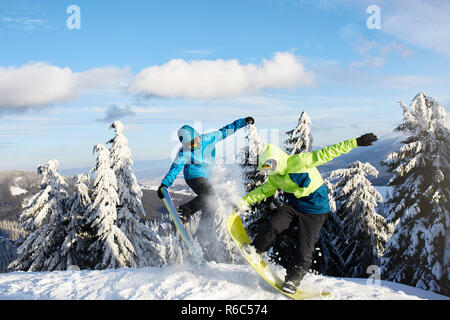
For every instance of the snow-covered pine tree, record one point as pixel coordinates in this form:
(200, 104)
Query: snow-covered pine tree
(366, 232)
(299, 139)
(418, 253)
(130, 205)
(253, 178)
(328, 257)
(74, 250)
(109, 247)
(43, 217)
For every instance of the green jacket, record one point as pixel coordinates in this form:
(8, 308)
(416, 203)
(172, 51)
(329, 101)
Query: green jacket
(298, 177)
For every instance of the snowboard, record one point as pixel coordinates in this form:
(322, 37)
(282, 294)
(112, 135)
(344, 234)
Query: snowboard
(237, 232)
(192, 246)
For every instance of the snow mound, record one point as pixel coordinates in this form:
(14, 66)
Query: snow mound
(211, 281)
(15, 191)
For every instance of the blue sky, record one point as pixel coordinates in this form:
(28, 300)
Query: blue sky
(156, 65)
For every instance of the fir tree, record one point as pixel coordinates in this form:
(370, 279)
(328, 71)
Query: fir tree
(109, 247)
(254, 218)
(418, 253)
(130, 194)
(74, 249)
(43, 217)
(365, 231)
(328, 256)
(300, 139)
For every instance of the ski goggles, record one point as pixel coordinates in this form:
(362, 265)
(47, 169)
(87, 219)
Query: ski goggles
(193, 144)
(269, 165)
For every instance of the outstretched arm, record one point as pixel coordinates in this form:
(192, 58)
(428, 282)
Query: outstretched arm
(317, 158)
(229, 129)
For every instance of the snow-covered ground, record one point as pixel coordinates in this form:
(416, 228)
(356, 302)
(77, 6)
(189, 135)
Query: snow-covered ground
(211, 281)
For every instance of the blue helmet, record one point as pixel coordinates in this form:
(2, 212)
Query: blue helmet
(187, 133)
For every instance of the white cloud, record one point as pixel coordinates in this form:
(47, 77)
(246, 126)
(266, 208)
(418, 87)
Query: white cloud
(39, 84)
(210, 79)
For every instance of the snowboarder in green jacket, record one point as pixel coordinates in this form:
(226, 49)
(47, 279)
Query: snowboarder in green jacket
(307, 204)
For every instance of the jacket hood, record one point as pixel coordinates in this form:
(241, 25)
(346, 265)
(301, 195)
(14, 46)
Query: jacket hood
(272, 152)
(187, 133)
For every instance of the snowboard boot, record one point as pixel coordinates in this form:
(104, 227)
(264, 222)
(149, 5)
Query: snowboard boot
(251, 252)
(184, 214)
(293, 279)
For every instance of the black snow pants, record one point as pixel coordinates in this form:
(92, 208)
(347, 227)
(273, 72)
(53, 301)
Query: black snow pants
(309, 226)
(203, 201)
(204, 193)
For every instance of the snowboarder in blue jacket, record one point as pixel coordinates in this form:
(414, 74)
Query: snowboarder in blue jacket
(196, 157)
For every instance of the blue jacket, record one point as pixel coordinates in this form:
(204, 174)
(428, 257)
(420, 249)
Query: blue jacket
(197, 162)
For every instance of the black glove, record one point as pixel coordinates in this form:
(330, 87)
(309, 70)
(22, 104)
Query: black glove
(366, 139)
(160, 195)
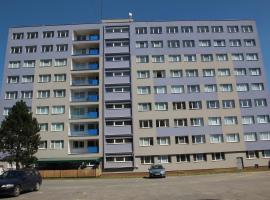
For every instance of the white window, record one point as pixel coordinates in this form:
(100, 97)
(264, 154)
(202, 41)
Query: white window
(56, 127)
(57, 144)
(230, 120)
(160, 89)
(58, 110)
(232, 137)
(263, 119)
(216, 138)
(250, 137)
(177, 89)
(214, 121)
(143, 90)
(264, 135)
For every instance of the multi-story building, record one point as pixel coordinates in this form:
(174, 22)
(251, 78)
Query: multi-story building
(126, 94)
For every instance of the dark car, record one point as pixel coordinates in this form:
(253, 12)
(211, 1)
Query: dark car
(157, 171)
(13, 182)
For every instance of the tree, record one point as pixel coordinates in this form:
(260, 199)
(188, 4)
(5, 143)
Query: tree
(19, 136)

● ● ● ●

Give back every record exactly, dropping its pictures.

**Expected output**.
For every instance of the snow-covered pine tree, record one point as pixel coordinates in this form:
(200, 104)
Query: snow-covered pine tree
(366, 232)
(299, 139)
(418, 253)
(130, 205)
(253, 178)
(328, 257)
(74, 250)
(109, 247)
(43, 217)
For every instance of the green jacket, record one point as pixel coordinates in this form:
(8, 308)
(416, 203)
(172, 51)
(329, 101)
Query: green jacket
(298, 177)
For every instance of the snowboard, record one point as pixel coordinates in this form:
(322, 37)
(282, 294)
(112, 135)
(344, 234)
Query: snowboard
(237, 232)
(192, 246)
For every instance of the snow mound, record one point as pixel coordinates in this form:
(14, 66)
Query: snow mound
(211, 281)
(15, 191)
For every instance of the blue sky, record one point as pixel coordinates in this form:
(28, 300)
Query: blue sky
(156, 65)
For every instance of the fir tree, record one point as pixel coordinates in this form:
(370, 279)
(328, 71)
Query: fir tree
(109, 247)
(254, 218)
(418, 253)
(130, 194)
(74, 249)
(43, 217)
(365, 231)
(328, 256)
(300, 139)
For every instance of the ski goggles, record one point as pixel coordinates in this form:
(362, 265)
(47, 169)
(87, 219)
Query: ski goggles
(193, 144)
(269, 165)
For every instance of the outstretched arm, record one point as pixel coordinates in this form:
(192, 58)
(428, 282)
Query: outstretched arm
(317, 158)
(229, 129)
For every instance of the snow-covered ground, record one point as pixel coordinates in this form:
(416, 228)
(356, 302)
(77, 6)
(189, 135)
Query: snow-covered ground
(211, 281)
For every instance of the blue helmet, record one point as pixel coordinates in this form:
(2, 212)
Query: blue helmet
(187, 133)
For every instance of the white cloud, record one point as pixel coordinates in this form:
(47, 77)
(246, 126)
(266, 208)
(418, 87)
Query: white cloud
(39, 84)
(210, 79)
For every instance of the snowboarder in green jacket, record one point as pixel coordinates in this form:
(226, 49)
(47, 279)
Query: snowboarder in green jacket
(307, 204)
For every instance of the jacket hood, record one point as pixel coordinates in this form:
(241, 25)
(346, 265)
(301, 195)
(14, 46)
Query: jacket hood
(272, 152)
(187, 133)
For every instance of the snowboard boot, record one point as pixel coordinates in this form:
(104, 227)
(264, 222)
(149, 5)
Query: snowboard boot
(251, 252)
(184, 214)
(293, 279)
For every instance of the black snow pants, record one point as pixel coordinates in this form:
(92, 208)
(347, 227)
(273, 72)
(53, 301)
Query: black snow pants
(309, 226)
(203, 201)
(204, 193)
For every instance of the snowboarder in blue jacket, record one point as pixel coordinates in this form:
(414, 74)
Query: snowboarder in blue jacket
(196, 157)
For every instance of the blue jacket, record one point as pixel coordinates in this form:
(204, 174)
(428, 257)
(420, 249)
Query: blue jacket
(197, 162)
For every instance of the black glove, record one point as pixel coordinates in this form:
(330, 87)
(309, 70)
(22, 104)
Query: black glove
(366, 139)
(160, 195)
For every instance of the white window, record one point as pixel coordinates in this form:
(100, 97)
(264, 154)
(202, 41)
Query: white window
(56, 127)
(57, 144)
(230, 120)
(160, 89)
(58, 110)
(232, 137)
(263, 119)
(216, 138)
(250, 137)
(177, 89)
(214, 121)
(143, 90)
(264, 135)
For every instance of the multi-story building, record one point as pixel coordinates in this form:
(174, 22)
(251, 78)
Query: multi-story building
(126, 94)
For every instance of the dark car, record one point as pixel coordinates in this form:
(253, 12)
(211, 1)
Query: dark car
(157, 171)
(13, 182)
For every instance of the tree, record one point as pixel coordinates in this form:
(260, 199)
(188, 4)
(5, 143)
Query: tree
(19, 136)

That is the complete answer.